Given information>

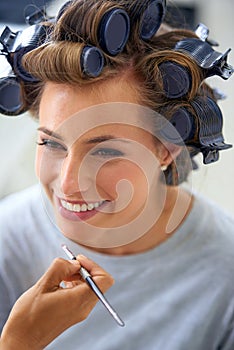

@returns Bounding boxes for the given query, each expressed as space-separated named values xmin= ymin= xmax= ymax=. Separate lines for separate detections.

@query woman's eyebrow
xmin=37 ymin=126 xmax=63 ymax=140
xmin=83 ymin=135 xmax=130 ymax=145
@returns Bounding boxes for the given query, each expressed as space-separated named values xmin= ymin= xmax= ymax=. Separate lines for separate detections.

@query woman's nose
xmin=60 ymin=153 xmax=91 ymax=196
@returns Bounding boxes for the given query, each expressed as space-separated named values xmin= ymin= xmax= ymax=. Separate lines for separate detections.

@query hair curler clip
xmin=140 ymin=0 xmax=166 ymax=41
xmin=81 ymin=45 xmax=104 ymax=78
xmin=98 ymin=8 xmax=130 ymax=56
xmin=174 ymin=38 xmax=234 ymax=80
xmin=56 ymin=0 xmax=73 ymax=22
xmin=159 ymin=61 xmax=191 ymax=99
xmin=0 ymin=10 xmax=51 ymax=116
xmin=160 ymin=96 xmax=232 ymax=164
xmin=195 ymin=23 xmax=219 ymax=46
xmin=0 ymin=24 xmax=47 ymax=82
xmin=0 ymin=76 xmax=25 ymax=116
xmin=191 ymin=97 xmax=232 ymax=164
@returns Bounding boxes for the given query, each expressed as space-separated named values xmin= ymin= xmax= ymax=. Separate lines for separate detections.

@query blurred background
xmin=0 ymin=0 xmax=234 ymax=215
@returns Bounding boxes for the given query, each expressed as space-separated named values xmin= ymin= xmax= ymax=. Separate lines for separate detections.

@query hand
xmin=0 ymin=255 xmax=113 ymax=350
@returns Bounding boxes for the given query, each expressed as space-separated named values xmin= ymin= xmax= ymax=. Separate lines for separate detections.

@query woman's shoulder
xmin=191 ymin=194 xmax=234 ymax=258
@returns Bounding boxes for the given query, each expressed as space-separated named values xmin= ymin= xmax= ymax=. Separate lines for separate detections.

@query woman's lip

Given instruction> Render the listing above as a Markdown table with the columns Row and Line, numbering each nonblank line in order and omitting the blank ones. Leave the pictures out.

Task result>
| Row | Line |
|---|---|
| 1 | @returns Bounding boxes for the given query, each expressed as space-separated named values xmin= ymin= xmax= ymax=. Separate lines for separate detections. |
| 2 | @query woman's eyebrow |
| 3 | xmin=37 ymin=126 xmax=63 ymax=140 |
| 4 | xmin=83 ymin=135 xmax=130 ymax=145 |
| 5 | @returns Bounding boxes for the given query, each expressed as space-separated named values xmin= ymin= xmax= ymax=. Separate lines for separate detections. |
| 6 | @query woman's nose |
| 7 | xmin=60 ymin=153 xmax=91 ymax=196 |
| 8 | @returns Bounding boxes for the given query, each expressed as space-separated named values xmin= ymin= xmax= ymax=. Separate lines for separate detections. |
| 9 | @query hair curler clip |
| 10 | xmin=140 ymin=0 xmax=166 ymax=41 |
| 11 | xmin=81 ymin=45 xmax=104 ymax=78 |
| 12 | xmin=98 ymin=8 xmax=130 ymax=56 |
| 13 | xmin=174 ymin=38 xmax=234 ymax=80 |
| 14 | xmin=56 ymin=0 xmax=73 ymax=22 |
| 15 | xmin=159 ymin=61 xmax=191 ymax=99 |
| 16 | xmin=0 ymin=10 xmax=51 ymax=116 |
| 17 | xmin=160 ymin=96 xmax=232 ymax=164 |
| 18 | xmin=195 ymin=23 xmax=219 ymax=46 |
| 19 | xmin=0 ymin=24 xmax=47 ymax=82 |
| 20 | xmin=0 ymin=76 xmax=25 ymax=116 |
| 21 | xmin=191 ymin=97 xmax=232 ymax=164 |
| 22 | @returns Bounding boxes for the given query, each expressed as space-separated named values xmin= ymin= xmax= ymax=. Separate lines for separate detections. |
| 23 | @query blurred background |
| 24 | xmin=0 ymin=0 xmax=234 ymax=215 |
| 25 | @returns Bounding boxes for the given query, each expressed as space-separated named values xmin= ymin= xmax= ymax=. Separate lines for separate detections. |
| 26 | @query hand |
| 27 | xmin=0 ymin=255 xmax=113 ymax=350 |
| 28 | @returns Bounding boxes for the given query, each expressed as space-separated named values xmin= ymin= xmax= ymax=. Separate lines for separate detections. |
| 29 | @query woman's shoulder |
| 30 | xmin=191 ymin=194 xmax=234 ymax=258 |
| 31 | @returns Bounding boxes for the given query, each expressed as space-separated named values xmin= ymin= xmax= ymax=. Separate lines for separate detections. |
| 32 | @query woman's lip |